● Natural-language object grounding data:
%%
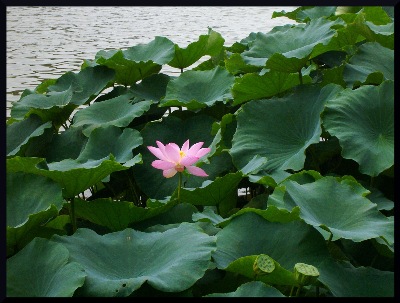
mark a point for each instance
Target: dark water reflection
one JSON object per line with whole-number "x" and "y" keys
{"x": 44, "y": 42}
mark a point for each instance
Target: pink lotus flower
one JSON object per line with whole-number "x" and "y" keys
{"x": 172, "y": 159}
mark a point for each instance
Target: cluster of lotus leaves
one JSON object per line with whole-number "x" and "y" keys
{"x": 261, "y": 105}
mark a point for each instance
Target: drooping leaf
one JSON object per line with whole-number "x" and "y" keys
{"x": 20, "y": 134}
{"x": 360, "y": 118}
{"x": 74, "y": 177}
{"x": 54, "y": 107}
{"x": 19, "y": 237}
{"x": 222, "y": 192}
{"x": 160, "y": 51}
{"x": 197, "y": 89}
{"x": 151, "y": 88}
{"x": 66, "y": 145}
{"x": 287, "y": 48}
{"x": 254, "y": 86}
{"x": 287, "y": 243}
{"x": 107, "y": 140}
{"x": 85, "y": 85}
{"x": 117, "y": 111}
{"x": 322, "y": 203}
{"x": 345, "y": 280}
{"x": 116, "y": 215}
{"x": 119, "y": 263}
{"x": 371, "y": 57}
{"x": 50, "y": 275}
{"x": 251, "y": 289}
{"x": 210, "y": 44}
{"x": 127, "y": 72}
{"x": 280, "y": 129}
{"x": 29, "y": 194}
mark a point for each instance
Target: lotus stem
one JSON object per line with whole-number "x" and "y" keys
{"x": 72, "y": 215}
{"x": 179, "y": 187}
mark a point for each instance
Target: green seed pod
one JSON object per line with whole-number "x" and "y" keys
{"x": 305, "y": 274}
{"x": 263, "y": 265}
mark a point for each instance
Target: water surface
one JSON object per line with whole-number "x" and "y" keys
{"x": 44, "y": 42}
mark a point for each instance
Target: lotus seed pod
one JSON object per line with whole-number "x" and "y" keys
{"x": 263, "y": 265}
{"x": 305, "y": 274}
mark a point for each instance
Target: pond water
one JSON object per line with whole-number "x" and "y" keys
{"x": 44, "y": 42}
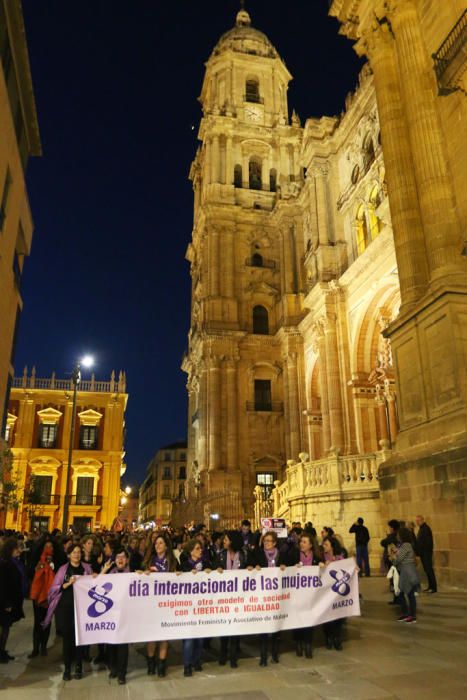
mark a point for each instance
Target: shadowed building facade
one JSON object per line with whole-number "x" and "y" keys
{"x": 19, "y": 139}
{"x": 310, "y": 261}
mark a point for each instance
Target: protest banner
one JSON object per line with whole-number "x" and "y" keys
{"x": 139, "y": 607}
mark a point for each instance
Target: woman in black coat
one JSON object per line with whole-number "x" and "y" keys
{"x": 265, "y": 556}
{"x": 231, "y": 558}
{"x": 11, "y": 594}
{"x": 306, "y": 554}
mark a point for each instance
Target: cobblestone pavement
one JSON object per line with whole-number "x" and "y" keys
{"x": 381, "y": 659}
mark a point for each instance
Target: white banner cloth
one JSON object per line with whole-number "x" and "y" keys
{"x": 123, "y": 608}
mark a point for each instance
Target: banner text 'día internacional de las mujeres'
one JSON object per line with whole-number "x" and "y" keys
{"x": 138, "y": 607}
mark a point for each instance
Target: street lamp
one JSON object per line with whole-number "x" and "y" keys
{"x": 87, "y": 361}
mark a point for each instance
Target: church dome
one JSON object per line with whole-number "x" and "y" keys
{"x": 243, "y": 38}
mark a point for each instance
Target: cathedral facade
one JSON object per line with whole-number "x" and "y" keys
{"x": 299, "y": 280}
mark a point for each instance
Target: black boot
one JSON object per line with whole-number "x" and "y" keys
{"x": 263, "y": 660}
{"x": 275, "y": 650}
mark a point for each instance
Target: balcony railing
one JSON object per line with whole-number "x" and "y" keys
{"x": 253, "y": 98}
{"x": 84, "y": 500}
{"x": 271, "y": 407}
{"x": 271, "y": 264}
{"x": 43, "y": 499}
{"x": 451, "y": 57}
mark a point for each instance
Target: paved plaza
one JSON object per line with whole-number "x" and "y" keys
{"x": 381, "y": 659}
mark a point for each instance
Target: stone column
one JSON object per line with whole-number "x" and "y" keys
{"x": 437, "y": 205}
{"x": 333, "y": 383}
{"x": 229, "y": 168}
{"x": 321, "y": 185}
{"x": 215, "y": 159}
{"x": 232, "y": 418}
{"x": 293, "y": 404}
{"x": 208, "y": 161}
{"x": 326, "y": 428}
{"x": 214, "y": 261}
{"x": 228, "y": 253}
{"x": 214, "y": 413}
{"x": 402, "y": 189}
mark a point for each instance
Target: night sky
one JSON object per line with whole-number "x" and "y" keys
{"x": 116, "y": 85}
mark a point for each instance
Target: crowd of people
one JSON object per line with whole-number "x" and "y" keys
{"x": 44, "y": 566}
%%
● WORK REQUIRED: Repeat every record above exactly. Omit the pictures.

● ANSWER TO THIS EXERCISE:
mark a point for each instance
Target: dark water reflection
one JSON object per line with whole-number "x" and "y" keys
{"x": 44, "y": 42}
mark a point for each instance
Target: pink lotus flower
one JSON object per line with whole-number "x" and "y" keys
{"x": 172, "y": 159}
mark a point for each instance
Target: cluster of lotus leaves
one JSON object per line with whole-number "x" and "y" keys
{"x": 261, "y": 105}
mark a point for each instance
Target: drooping leaf
one JSON object per line with whole-number "x" and "y" keys
{"x": 20, "y": 134}
{"x": 360, "y": 118}
{"x": 74, "y": 177}
{"x": 54, "y": 107}
{"x": 19, "y": 237}
{"x": 222, "y": 192}
{"x": 160, "y": 51}
{"x": 197, "y": 89}
{"x": 151, "y": 88}
{"x": 66, "y": 145}
{"x": 287, "y": 48}
{"x": 254, "y": 86}
{"x": 287, "y": 243}
{"x": 107, "y": 140}
{"x": 85, "y": 85}
{"x": 117, "y": 111}
{"x": 322, "y": 203}
{"x": 345, "y": 280}
{"x": 116, "y": 215}
{"x": 119, "y": 263}
{"x": 371, "y": 57}
{"x": 50, "y": 275}
{"x": 251, "y": 289}
{"x": 210, "y": 44}
{"x": 127, "y": 72}
{"x": 280, "y": 129}
{"x": 29, "y": 194}
mark a point for each instance
Target: lotus stem
one JSON object per line with whole-number "x" and "y" keys
{"x": 72, "y": 215}
{"x": 179, "y": 187}
mark a point for each instance
Target: green seed pod
one JSON object per line with whole-number "x" and "y" keys
{"x": 305, "y": 274}
{"x": 263, "y": 265}
mark a point for each instance
Target: water surface
one JSON object per line with whole-number "x" and "y" keys
{"x": 44, "y": 42}
mark a point for each instance
Target: lotus seed pod
one JSON object per line with whole-number "x" and "y" keys
{"x": 263, "y": 265}
{"x": 305, "y": 274}
mark a point for each instance
Target: pond water
one JSON object per line with whole-number "x" and "y" keys
{"x": 44, "y": 42}
mark a point for each instance
Target: shadowed building facade
one JSON object per line with whole-number "x" and "y" keys
{"x": 19, "y": 139}
{"x": 310, "y": 261}
mark a point for each instance
Target: protest banner
one JSON object per line with whole-number "x" and "y" keys
{"x": 139, "y": 607}
mark a point for each instance
Target: woman in black coat
one JSON object per line with whole-number "x" and "y" keys
{"x": 265, "y": 556}
{"x": 231, "y": 558}
{"x": 11, "y": 594}
{"x": 306, "y": 554}
mark a point for each instance
Target: cobblestone pavement
one JSON object per line with whole-number "x" and "y" keys
{"x": 381, "y": 659}
mark a point for each instance
Target: white banner cloth
one JSON object per line with whole-number "x" and "y" keys
{"x": 123, "y": 608}
mark a point for each instance
Target: banner text 'día internacional de las mujeres'
one JSON object per line with whole-number "x" and "y" keys
{"x": 138, "y": 607}
mark a point for each instance
Target: street lamp
one JSON object per line with whole-number "x" and "y" keys
{"x": 87, "y": 361}
mark a point for each instance
Target: church dome
one JSON object per line with whole-number "x" and "y" keys
{"x": 243, "y": 38}
mark a point for each instance
Target: cathedral facade
one JSON object per line with whole-number "x" and "y" keys
{"x": 299, "y": 280}
mark a point for each instance
Target: black boot
one JSON object per line with whole-number "x" and "y" keys
{"x": 263, "y": 660}
{"x": 275, "y": 650}
mark a point for each instance
Target: balcony railing
one JSON object per line with whole-number "x" and "y" keys
{"x": 253, "y": 98}
{"x": 84, "y": 500}
{"x": 271, "y": 407}
{"x": 271, "y": 264}
{"x": 43, "y": 499}
{"x": 451, "y": 57}
mark a point for each instance
Target: paved plaza
one JSON object per line with whole-number "x" and "y" keys
{"x": 381, "y": 659}
mark a point for each instance
Target: stone column
one JSON object per line with whole-number "x" and "y" keys
{"x": 437, "y": 205}
{"x": 333, "y": 383}
{"x": 229, "y": 168}
{"x": 321, "y": 185}
{"x": 215, "y": 159}
{"x": 232, "y": 418}
{"x": 293, "y": 404}
{"x": 208, "y": 161}
{"x": 326, "y": 428}
{"x": 214, "y": 261}
{"x": 228, "y": 253}
{"x": 214, "y": 413}
{"x": 402, "y": 189}
mark a point for each instance
Target: night sky
one JSON object per line with whole-number "x" and "y" keys
{"x": 116, "y": 85}
mark a point for each instance
Target: crowd of people
one JSON object per line with whole-number "x" and "y" keys
{"x": 44, "y": 566}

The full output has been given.